◆ 本文:
- - - - - - -
正社員における生産性向上パターンの分類と取り組みを増やすための提案
目次
はじめに
「生産性」という言葉はビジネスシーンに限らず世に広まっているが、視点の違いによって想定される内容も異なる。「日本の生産性は世界基準で低い」等ニュースでよく見る生産性はOECD等で言及される労働生産性であり、これの定義は「付加価値(GDP/労働等価量」となる。また個別企業であるならば(企業ごとで違いはあるだろうが)「付加価値(粗利)/労働投下量」で定義される。
こういった生産性は国や企業といった大規模集団の単位で言及されることが多いが、働き手個人単位で「生産性を上げる」と言われることも不自然ではないだろう。
国や企業主体の生産性であるならば定義も明確なため理解もしやすい。しかし個人レベルでは職種も働き方も異なるため生産性を上げることの統一した定義はつくりづらい。
定義があいまいなまま言葉だけが独り歩きしている。とりあえず「生産性を上げる」こと自体は目指すべき良いことであるという共通認識はある。
- - - - - - -
◆ 与えられた情報:
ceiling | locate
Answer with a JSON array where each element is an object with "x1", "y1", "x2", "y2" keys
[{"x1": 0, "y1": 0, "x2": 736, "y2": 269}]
- - - - - - -
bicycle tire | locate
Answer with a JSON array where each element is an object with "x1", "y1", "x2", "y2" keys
- - - - - - -
◆ 課題:
A: 本文で生産性が言及される単位として挙げられているものをすべて書き出せ。
B: 次の(i)〜(iii)が本文の内容と合っているかどうかを、それぞれ「はい」か「いいえ」で答えてください。判断の根拠となる本文の言葉もそのまま引用すること。
(i) 個別企業の生産性は、付加価値(粗利)を労働投下量で割ったものとして定義される。
(ii) 個人レベルの生産性には、統一した定義がある。
(iii) 「生産性を上げる」ことが目指すべき良いことだという共通認識はない。
C: 本文によると、個人レベルで生産性を上げることの統一した定義がつくりづらいのはなぜか。

◆ 解答:
A: 国、企業、働き手個人

B:
(i) はい。「「付加価値(粗利)/労働投下量」で定義される」
(ii) いいえ。「生産性を上げることの統一した定義はつくりづらい」
(iii) いいえ。「とりあえず「生産性を上げる」こと自体は目指すべき良いことであるという共通認識はある」

C: 職種も働き方も異なるため。